[Lines from a data source]
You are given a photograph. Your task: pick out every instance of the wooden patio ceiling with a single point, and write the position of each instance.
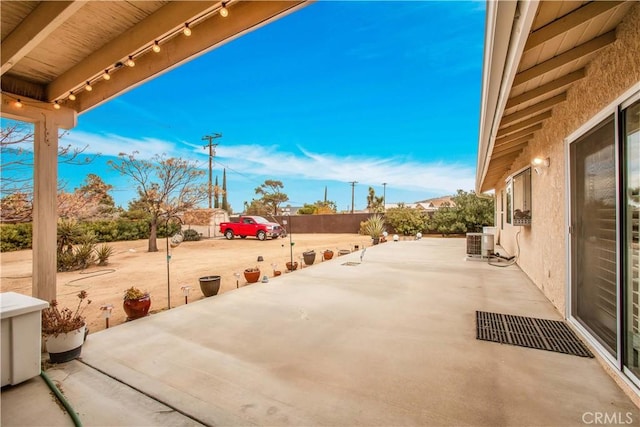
(562, 40)
(52, 50)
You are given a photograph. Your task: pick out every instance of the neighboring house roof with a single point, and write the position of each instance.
(533, 53)
(427, 205)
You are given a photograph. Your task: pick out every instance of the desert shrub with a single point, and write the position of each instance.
(103, 253)
(406, 221)
(15, 237)
(84, 256)
(191, 235)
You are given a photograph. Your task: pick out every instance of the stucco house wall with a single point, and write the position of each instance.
(543, 246)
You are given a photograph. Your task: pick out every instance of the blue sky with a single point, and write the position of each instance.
(339, 91)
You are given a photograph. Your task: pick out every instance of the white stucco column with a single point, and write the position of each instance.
(47, 122)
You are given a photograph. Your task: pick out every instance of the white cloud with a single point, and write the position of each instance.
(112, 145)
(258, 162)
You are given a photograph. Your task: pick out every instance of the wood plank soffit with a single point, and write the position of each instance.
(518, 134)
(565, 58)
(545, 88)
(523, 124)
(568, 22)
(547, 104)
(37, 26)
(159, 23)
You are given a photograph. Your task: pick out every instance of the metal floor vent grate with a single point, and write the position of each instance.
(542, 334)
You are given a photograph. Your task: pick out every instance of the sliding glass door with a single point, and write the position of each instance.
(593, 180)
(630, 121)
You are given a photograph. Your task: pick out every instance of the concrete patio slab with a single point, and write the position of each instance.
(388, 341)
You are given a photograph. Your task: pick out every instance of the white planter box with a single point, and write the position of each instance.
(21, 336)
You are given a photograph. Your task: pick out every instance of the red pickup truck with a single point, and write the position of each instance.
(252, 226)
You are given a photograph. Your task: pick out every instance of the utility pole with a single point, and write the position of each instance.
(212, 154)
(384, 196)
(353, 188)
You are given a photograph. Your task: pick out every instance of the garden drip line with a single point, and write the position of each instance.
(72, 413)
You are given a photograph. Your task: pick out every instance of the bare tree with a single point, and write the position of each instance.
(16, 154)
(271, 195)
(166, 187)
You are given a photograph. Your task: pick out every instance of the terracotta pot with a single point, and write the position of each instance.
(252, 276)
(309, 257)
(137, 308)
(65, 347)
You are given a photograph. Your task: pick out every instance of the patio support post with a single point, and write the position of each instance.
(46, 123)
(45, 216)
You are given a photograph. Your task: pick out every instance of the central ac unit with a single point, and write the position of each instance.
(479, 245)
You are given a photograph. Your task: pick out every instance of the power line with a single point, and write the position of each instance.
(212, 153)
(353, 188)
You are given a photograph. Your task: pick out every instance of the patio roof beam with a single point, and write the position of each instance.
(547, 104)
(564, 58)
(153, 27)
(245, 17)
(523, 124)
(512, 143)
(40, 23)
(519, 134)
(569, 21)
(546, 88)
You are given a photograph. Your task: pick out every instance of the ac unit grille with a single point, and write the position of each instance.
(479, 245)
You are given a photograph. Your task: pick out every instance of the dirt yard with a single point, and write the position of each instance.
(132, 265)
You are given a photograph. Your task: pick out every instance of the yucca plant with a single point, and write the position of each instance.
(103, 252)
(374, 226)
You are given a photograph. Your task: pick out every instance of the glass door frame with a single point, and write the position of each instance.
(614, 109)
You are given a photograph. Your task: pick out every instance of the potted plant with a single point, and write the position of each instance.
(252, 275)
(309, 257)
(63, 330)
(210, 285)
(136, 303)
(374, 227)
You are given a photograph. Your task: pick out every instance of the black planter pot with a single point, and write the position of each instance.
(309, 257)
(210, 285)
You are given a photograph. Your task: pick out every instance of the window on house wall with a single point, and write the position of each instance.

== Job ==
Rescale the lines starting with the line containing "of the glass" and going on through the last line above: write them out again, requests included, with every point coordinate in the answers multiplied by 0.75 and rounded to a whole number, halves rounded up. Give only those lines.

== Written response ==
You are given a photograph. Your task: pick out every instance of the glass door frame with a single point, and write the position of each instance.
(461, 82)
You are given a photograph. Your task: pick out every instance of the potted plant with a single point, and write the position of each instance.
(189, 206)
(232, 193)
(47, 248)
(158, 214)
(102, 227)
(281, 170)
You are given a photograph. Your task: pick out every instance of the black planter pot with a single point, and write the position of each instance.
(232, 193)
(158, 214)
You are given a photograph. Your task: pick out every instance of the window on house wall with a single point, and write the position of each instance.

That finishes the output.